PASSAGE TO READ =

*EPF109 02/10/2003
Transcript: Rumsfeld Says North Korea, Iraq Concern All Nations
(February 6 media availability en route to Rome) (2590)

The weapons proliferation challenges posed by North Korea and Iraq concern all nations, Secretary of Defense Donald Rumsfeld said in a media availability en route to Rome February 6.

"A world with many more nuclear powers, a world with a continued proliferation of missile technologies is going to be a very different world from the one we've been living in. When you marry that with the terrorist states that have relationships with terrorist networks you have the potential for very serious circumstance for the world," the Defense Secretary said.

With respect to North Korea, Rumsfeld said President Bush hopes "to follow the diplomatic path and see if we can't get anything from the United Nations." He added that the United States is currently working with Japan, South Korea, Russia, and China to deal with North Korea.

"It's important that the world recognize the seriousness of the problem and come together to deal with it," he said. "What is taking place in North Korea is not only a problem for the world with respect to NK and the Korean peninsula, it's a problem because of proliferation."

The international community has already attempted to deal with Iraq diplomatically, according to Rumsfeld.

For the past 12 years, "the community has worked through diplomatic efforts, economic efforts and various types of military activity in the southern and northern no fly zones," he said.

"One could make a very strong case that time is desirable if in fact Iraq were cooperating," but that is not the case, he said.

Following is a transcript of the media availability, as released by the Department of Defense:

(begin transcript)

U.S. Department of Defense News Transcript
Presenter: Secretary of Defense Donald H. Rumsfeld
Thursday, Feb. 6, 2003

Secretary Rumsfeld Media Availability En Route to Rome

(Media availability en route to Rome)

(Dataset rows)
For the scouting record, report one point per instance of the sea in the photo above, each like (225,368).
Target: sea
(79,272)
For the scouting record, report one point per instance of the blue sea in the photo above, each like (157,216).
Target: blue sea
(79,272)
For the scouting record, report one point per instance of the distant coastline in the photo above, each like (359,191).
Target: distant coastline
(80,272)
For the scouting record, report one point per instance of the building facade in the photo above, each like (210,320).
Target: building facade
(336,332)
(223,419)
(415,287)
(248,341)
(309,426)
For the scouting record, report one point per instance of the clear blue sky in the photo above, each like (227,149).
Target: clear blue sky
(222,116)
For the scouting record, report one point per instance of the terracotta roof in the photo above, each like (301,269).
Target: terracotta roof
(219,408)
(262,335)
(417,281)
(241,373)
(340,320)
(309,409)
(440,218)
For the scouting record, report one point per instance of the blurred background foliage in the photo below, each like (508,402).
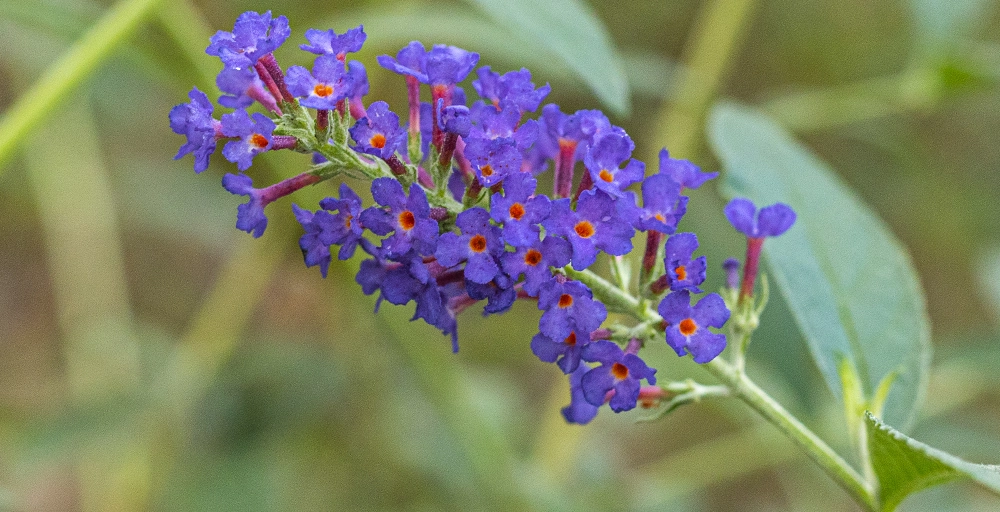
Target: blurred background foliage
(153,357)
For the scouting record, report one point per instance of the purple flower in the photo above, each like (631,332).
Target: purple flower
(603,158)
(318,237)
(493,159)
(499,293)
(596,224)
(683,272)
(194,120)
(250,215)
(535,262)
(327,42)
(663,206)
(322,229)
(492,123)
(732,268)
(479,245)
(685,173)
(254,35)
(514,87)
(495,145)
(687,327)
(569,308)
(408,62)
(770,221)
(559,132)
(322,89)
(235,82)
(408,219)
(619,371)
(448,65)
(567,350)
(578,411)
(396,282)
(519,210)
(254,134)
(379,132)
(454,119)
(357,87)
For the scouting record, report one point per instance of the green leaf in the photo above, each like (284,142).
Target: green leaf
(849,283)
(940,21)
(904,466)
(571,30)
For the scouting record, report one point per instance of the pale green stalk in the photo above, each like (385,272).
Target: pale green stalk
(58,80)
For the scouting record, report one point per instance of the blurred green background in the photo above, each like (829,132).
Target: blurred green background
(154,358)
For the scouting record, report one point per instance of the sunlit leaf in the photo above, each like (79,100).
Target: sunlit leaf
(849,283)
(904,466)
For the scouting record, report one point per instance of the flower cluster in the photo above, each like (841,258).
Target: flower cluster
(458,216)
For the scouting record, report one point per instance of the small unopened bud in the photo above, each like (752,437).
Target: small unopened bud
(732,268)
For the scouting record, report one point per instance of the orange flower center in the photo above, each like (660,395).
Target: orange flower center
(571,339)
(532,257)
(406,220)
(322,90)
(516,211)
(565,300)
(619,370)
(477,243)
(259,141)
(688,326)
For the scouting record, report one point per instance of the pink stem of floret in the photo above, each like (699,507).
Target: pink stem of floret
(750,270)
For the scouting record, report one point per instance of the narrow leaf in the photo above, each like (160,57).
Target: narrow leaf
(569,29)
(904,466)
(849,283)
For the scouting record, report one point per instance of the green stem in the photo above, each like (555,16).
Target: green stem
(55,84)
(707,54)
(815,448)
(742,387)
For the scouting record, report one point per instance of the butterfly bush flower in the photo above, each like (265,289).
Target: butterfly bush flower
(579,410)
(619,371)
(379,133)
(595,225)
(770,221)
(254,35)
(243,87)
(604,158)
(435,237)
(519,210)
(535,262)
(254,133)
(684,271)
(685,173)
(406,218)
(250,215)
(687,326)
(324,87)
(323,229)
(328,42)
(515,87)
(569,308)
(194,120)
(662,205)
(479,245)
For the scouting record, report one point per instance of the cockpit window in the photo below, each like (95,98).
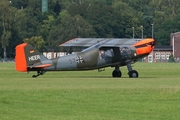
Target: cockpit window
(125,49)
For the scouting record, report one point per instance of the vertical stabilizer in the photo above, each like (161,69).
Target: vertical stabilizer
(26,56)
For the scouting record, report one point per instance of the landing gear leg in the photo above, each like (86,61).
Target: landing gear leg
(116,72)
(132,73)
(39,73)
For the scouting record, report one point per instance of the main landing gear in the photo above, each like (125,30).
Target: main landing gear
(39,73)
(131,73)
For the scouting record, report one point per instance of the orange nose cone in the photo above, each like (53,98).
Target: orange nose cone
(145,46)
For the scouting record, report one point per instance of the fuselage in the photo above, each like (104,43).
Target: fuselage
(98,57)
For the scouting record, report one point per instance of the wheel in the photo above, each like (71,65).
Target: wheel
(34,76)
(116,73)
(133,74)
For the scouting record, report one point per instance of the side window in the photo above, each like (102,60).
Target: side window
(125,50)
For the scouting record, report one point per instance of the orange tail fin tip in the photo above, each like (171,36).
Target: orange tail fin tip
(20,58)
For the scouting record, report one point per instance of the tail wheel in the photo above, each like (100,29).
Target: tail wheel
(116,73)
(133,74)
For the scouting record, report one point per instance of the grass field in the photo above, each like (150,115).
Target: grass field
(90,95)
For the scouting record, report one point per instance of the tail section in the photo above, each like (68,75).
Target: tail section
(27,56)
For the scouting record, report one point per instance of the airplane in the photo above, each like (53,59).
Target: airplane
(100,53)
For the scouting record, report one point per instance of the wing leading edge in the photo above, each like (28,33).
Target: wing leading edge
(109,42)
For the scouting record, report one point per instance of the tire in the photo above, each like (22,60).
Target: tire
(133,74)
(116,73)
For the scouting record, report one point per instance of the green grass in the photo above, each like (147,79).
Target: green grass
(89,95)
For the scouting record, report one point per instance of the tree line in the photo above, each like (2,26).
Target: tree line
(22,21)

REQUIREMENT =
Continue the transcript of Rumsfeld's remarks on North Korea and Iraq, picking up right after its final line. These records have no connection to the transcript.

EXERCISE OUTPUT =
Rumsfeld: Let me just make a couple of comments. One month after I took office I came over here to this conference, in Munich, back in 2001 in February. I did so because its an -- because its an important conference. I've been attending it off and on since the '70's. It used to be essentially a European conference. It's now expanded. There are people there from India and various countries in Asia. And it is a very fine opportunity to be able to visit with a lot of people. And I am looking forward to it. Last year after 9-11 I was not able to come and Paul Wolfowitz came.

This is a critical time. And needless to say anyone who looks at what's taking place can see that momentum is building with respect to the effort to get Iraq to disarm.

The letter by 8 nations was a courageous thing, an example of leadership. The letter that followed it from 10 nations the so-called Vilnius 10 suggests that momentum is building.

My stop in Italy for example gives me an opportunity to recognize the strong leadership the (inaudible) government has provided in this regard. It's also a chance to do what I really enjoy doing that's to shake hands with the troops we have there in Aviano. We also have men and women serving in Vincenze and we have other places in Italy where the Italians have provided assistance to us. And we appreciate that.

In Munich I plan to have a number of bilaterals. I'll be meeting with the Russian minister of defense, the ministers of defense from a number of other countries including Georgia, Ukraine, Germany, Norway, India, possibly others that I missed. I'm sure I'll be meeting with others as well at the margins of the meeting. And look forward to it.

[Q: What is your main objective relative to moving the argument forward with an attack on Iraq?]

Rumsfeld: Well, this trip of course follows on the heels of Secretary Powell's excellent presentation to the UN security council. And it does make me available to meet with people and answer questions, and make some remarks at the conference -- I believe, the first morning of the conference.

The one thing that needs to be put into better focus is the issue of time. One could make a very strong case that time is desirable if in fact Iraq were cooperating, but the idea that it takes a long time to determine if Iraq is cooperating is obviously -- it answers itself. It doesn't take a long time to determine that.

And to the extent the international community makes a decision to not give Iraq one final opportunity as they said in resolution 1441 but to give him another final opportunity and still another final opportunity and add to the 12 years where the community has worked through diplomatic efforts, economic efforts and various types of military activity in the southern and northern no fly zones. Why, it will adversely affect the international community and its credibility.

[Q: Is alliance fracturing and a new one being built?]

Rumsfeld: No I think that's what's happening ... NATO when I was there, when it was 15 countries, 14 in the military command and France (inaudible).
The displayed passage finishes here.